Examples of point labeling

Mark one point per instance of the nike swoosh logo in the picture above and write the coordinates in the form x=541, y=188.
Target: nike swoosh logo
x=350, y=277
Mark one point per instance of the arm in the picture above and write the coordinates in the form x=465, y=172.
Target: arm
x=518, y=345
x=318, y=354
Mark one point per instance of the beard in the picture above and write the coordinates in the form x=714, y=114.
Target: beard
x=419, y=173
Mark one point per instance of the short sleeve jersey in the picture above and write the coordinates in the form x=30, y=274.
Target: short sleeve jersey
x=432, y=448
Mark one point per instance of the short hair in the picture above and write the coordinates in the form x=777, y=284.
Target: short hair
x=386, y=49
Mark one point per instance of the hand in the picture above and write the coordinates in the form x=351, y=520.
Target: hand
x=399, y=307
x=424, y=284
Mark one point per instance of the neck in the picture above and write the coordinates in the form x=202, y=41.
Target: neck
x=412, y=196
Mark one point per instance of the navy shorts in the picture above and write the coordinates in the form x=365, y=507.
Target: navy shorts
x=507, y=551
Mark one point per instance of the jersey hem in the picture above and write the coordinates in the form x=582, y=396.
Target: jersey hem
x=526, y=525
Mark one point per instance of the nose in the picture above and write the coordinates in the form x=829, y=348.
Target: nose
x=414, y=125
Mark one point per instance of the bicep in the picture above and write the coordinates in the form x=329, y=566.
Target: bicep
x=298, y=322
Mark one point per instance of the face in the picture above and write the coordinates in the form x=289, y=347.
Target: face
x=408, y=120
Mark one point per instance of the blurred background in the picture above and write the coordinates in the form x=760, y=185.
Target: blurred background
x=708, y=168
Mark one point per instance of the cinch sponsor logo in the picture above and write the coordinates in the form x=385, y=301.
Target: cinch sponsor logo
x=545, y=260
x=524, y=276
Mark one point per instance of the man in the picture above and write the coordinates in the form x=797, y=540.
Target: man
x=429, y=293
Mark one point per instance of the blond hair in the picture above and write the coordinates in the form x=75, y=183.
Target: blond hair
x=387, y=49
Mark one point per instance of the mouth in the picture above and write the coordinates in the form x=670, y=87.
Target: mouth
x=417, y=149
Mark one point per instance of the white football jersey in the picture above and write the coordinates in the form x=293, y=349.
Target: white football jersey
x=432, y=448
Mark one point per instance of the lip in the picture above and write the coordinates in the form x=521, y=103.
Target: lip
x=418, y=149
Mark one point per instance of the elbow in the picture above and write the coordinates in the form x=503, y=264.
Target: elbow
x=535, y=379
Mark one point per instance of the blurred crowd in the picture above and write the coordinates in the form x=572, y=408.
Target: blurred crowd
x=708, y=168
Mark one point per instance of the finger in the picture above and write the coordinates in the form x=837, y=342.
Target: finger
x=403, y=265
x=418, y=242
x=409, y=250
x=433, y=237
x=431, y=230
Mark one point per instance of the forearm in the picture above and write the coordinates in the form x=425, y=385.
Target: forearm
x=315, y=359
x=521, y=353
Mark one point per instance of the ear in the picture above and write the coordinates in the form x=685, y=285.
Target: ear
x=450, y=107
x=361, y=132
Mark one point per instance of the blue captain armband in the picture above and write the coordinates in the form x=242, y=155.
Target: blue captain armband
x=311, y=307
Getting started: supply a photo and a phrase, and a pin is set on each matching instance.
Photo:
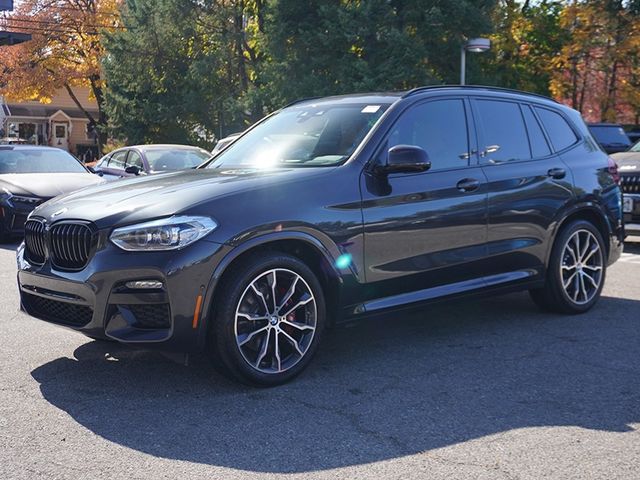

**Exercise:**
Rewrite all of the entries above as a numbered list with no blank lines, and leave the pictures out.

**Task response:**
1. Mark one point per instance of the nike swoosh logo in the picture above and write the coordinates in the form x=541, y=188.
2. Target: nike swoosh logo
3. x=350, y=277
4. Mark one point per instance of the arm in the picture above and write the coordinates in the form x=465, y=172.
5. Target: arm
6. x=518, y=345
7. x=318, y=354
8. Mark one point per instance of the beard in the picture above and write the coordinates in the form x=714, y=114.
9. Target: beard
10. x=419, y=173
11. Mark one point per instance of the short sleeve jersey in the picture above and write the coordinates in the form x=30, y=274.
12. Target: short sleeve jersey
13. x=432, y=448
14. Mark one point per instance of the short hair in the picture above and write the coordinates in the form x=777, y=284.
15. Target: short hair
16. x=386, y=49
17. Mark one point per instance of the hand in the picture above and write the coordinates in the form x=351, y=520.
18. Target: hand
19. x=399, y=307
20. x=424, y=284
21. Mark one point per instance of the neck in the picture above and write the coordinates in the form x=202, y=41.
22. Target: neck
23. x=412, y=196
24. Mark one point per instance of the navy shorts in the picture above and write the coordinates in the form x=365, y=507.
25. Target: navy shorts
26. x=507, y=551
27. Mark one point per instance of the jersey hem in the picture above and write the coordinates in the form x=582, y=396.
28. Target: jersey hem
29. x=526, y=525
30. Mark one point per instance of the nose in the picture above and write the coordinates in the form x=829, y=348.
31. Target: nose
32. x=414, y=125
33. Mark one point per instance of the bicep in the picture above and write the coordinates in the form x=329, y=566.
34. Target: bicep
35. x=298, y=322
36. Mark one point per instance of the face in the picture above and write the coordinates in the form x=289, y=347.
37. Target: face
38. x=408, y=120
39. Mark one point per instance of the blurred background in the picture above and write the coordinates in the form x=760, y=185.
40. Target: blurred background
41. x=708, y=168
42. Mark one point per instance of the cinch sponsor logo in the picture above and write the coordinates in the form x=385, y=301.
43. Target: cinch sponsor logo
44. x=545, y=260
45. x=524, y=276
46. Mark one point per instance of the man in the picture above and write the coordinates in the form x=797, y=540.
47. Target: man
48. x=429, y=293
49. Mark one point per instance of the blond hair in the picture above and write the coordinates in the form x=75, y=183.
50. Target: blond hair
51. x=387, y=49
52. Mark one point per instance of the mouth in the picture above and write the coordinates in the form x=670, y=87.
53. Target: mouth
54. x=417, y=149
55. Mark one point per instance of the white football jersey in the picture above and write the coordinates in the form x=293, y=349.
56. Target: white football jersey
57. x=432, y=448
58. Mark one point per instance of the lip in the picture above and write the coordinates in the form x=521, y=103.
59. Target: lip
60. x=418, y=149
61. Mark one point per instance of the elbow in the picture above and write the coordinates in the form x=503, y=264.
62. Target: elbow
63. x=535, y=379
64. Mark one point per instance of the blurred crowd in the picture above and write the coordinates in the form x=572, y=408.
65. Target: blurred crowd
66. x=708, y=168
67. Mark one point per instance of the finger in the picture above and write the coordinates in the form x=837, y=342.
68. Target: finger
69. x=403, y=265
70. x=418, y=242
71. x=409, y=250
72. x=433, y=237
73. x=431, y=230
74. Mark one point per instance of the forearm in the picture above and write the coordinates in the form x=425, y=385.
75. Target: forearm
76. x=315, y=359
77. x=521, y=353
78. Mark one point per instance of the ear in the picture above and write the coordinates in the form x=685, y=285.
79. Target: ear
80. x=450, y=107
81. x=361, y=132
82. Mark one point per instance of the blue captain armband in the picture above and write the coordinates in the form x=242, y=155.
83. Target: blue captain armband
84. x=311, y=307
85. Getting started: supply a photo and a phrase, and a pin is set on each matching instance.
86. Photo:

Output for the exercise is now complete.